**Activity**.
Search the entries for the word "police". Copy each line in which it is found.

(Referring expression data)

- - - - -

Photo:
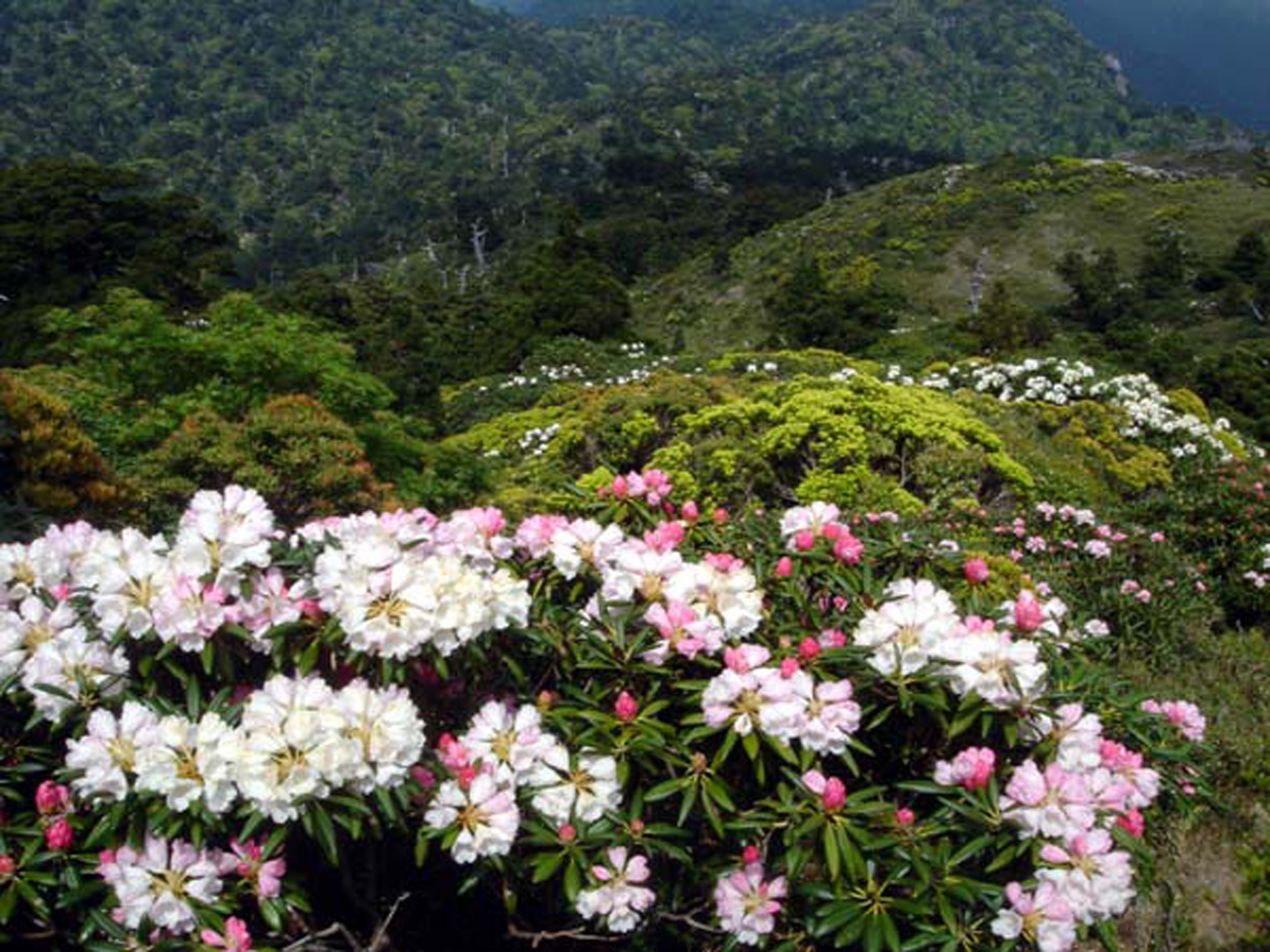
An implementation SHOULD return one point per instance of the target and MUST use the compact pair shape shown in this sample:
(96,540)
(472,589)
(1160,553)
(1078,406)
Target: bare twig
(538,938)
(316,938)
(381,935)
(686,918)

- - - - -

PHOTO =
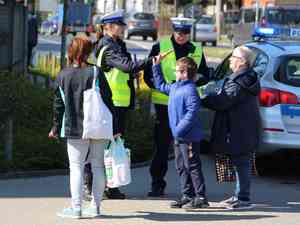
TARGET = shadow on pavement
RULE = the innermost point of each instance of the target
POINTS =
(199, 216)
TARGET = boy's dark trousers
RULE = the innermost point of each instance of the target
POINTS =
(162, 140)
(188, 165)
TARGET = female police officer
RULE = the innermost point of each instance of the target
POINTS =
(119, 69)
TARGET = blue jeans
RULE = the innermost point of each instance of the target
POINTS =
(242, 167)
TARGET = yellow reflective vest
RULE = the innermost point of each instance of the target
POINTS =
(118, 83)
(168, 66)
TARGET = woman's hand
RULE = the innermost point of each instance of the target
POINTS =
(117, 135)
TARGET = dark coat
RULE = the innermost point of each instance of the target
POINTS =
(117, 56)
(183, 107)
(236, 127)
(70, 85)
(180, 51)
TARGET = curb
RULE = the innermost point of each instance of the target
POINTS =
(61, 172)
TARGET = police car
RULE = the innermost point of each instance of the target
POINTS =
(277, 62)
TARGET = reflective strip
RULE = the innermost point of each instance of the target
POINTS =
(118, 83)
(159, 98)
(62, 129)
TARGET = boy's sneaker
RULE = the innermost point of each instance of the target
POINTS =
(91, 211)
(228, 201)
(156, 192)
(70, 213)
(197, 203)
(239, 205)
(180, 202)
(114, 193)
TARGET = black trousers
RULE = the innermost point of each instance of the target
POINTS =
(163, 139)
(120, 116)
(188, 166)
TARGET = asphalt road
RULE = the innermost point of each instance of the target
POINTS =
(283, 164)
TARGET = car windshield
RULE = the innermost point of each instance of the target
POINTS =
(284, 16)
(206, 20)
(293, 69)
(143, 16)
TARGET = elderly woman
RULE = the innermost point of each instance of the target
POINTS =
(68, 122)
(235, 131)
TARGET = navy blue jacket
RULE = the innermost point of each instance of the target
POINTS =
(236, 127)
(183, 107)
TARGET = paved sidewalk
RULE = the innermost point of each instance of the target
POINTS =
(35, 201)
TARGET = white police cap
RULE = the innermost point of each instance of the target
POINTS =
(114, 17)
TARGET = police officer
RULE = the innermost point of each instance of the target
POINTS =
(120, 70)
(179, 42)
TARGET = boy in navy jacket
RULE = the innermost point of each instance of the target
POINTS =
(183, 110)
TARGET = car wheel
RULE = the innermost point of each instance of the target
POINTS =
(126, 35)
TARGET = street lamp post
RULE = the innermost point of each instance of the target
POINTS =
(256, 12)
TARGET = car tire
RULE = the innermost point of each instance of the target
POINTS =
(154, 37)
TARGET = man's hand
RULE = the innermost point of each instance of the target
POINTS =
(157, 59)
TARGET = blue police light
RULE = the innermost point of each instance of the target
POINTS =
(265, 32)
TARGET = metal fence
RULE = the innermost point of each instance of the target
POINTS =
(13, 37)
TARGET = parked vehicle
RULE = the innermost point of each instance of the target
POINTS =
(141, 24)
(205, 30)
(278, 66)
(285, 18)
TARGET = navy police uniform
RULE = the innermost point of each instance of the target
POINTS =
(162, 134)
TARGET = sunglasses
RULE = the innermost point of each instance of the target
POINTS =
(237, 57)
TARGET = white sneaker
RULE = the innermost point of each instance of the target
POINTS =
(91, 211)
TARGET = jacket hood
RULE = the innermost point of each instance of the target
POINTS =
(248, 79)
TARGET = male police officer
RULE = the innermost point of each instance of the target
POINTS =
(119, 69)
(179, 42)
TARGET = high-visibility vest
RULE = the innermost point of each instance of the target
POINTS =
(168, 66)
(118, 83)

- - - - -

**Answer space**.
TARGET = female police officer
TARGET = police car
TARGET = white police cap
TARGET = police officer
TARGET = blue police light
TARGET = navy police uniform
TARGET = male police officer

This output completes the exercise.